What is asked
Please put every line of the data into a JSON list of strings, one string per line, skipping blank lines and leaving the pictures out.

Records
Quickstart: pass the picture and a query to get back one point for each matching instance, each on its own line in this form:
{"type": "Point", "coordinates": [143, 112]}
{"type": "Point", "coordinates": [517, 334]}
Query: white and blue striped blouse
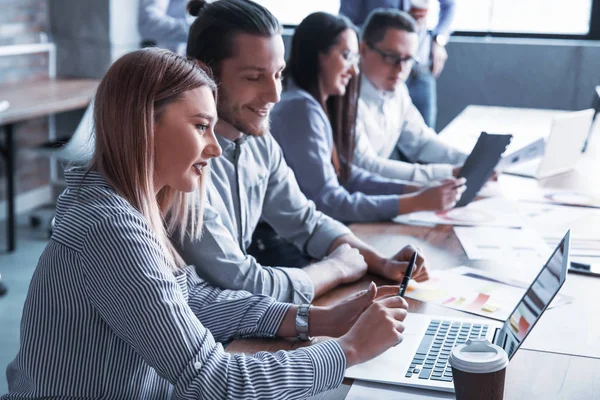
{"type": "Point", "coordinates": [105, 318]}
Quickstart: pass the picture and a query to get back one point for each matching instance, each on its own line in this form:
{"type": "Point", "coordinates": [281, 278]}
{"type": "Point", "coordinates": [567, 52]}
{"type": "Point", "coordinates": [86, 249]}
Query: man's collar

Final answer
[
  "Quickstart: pass the picture and a query to get back one point for each matching instance, each on its own line in this form:",
  "{\"type\": \"Point\", \"coordinates\": [143, 112]}",
  "{\"type\": \"Point\", \"coordinates\": [517, 334]}",
  "Query: white and blue striped blouse",
  "{\"type\": \"Point\", \"coordinates\": [105, 318]}",
  "Quickstart: pass the picture and a query to get back one point for each matching instance, each on its own line in this form:",
  "{\"type\": \"Point\", \"coordinates\": [281, 278]}",
  "{\"type\": \"Point\", \"coordinates\": [567, 52]}",
  "{\"type\": \"Point\", \"coordinates\": [86, 249]}",
  "Query: man's collar"
]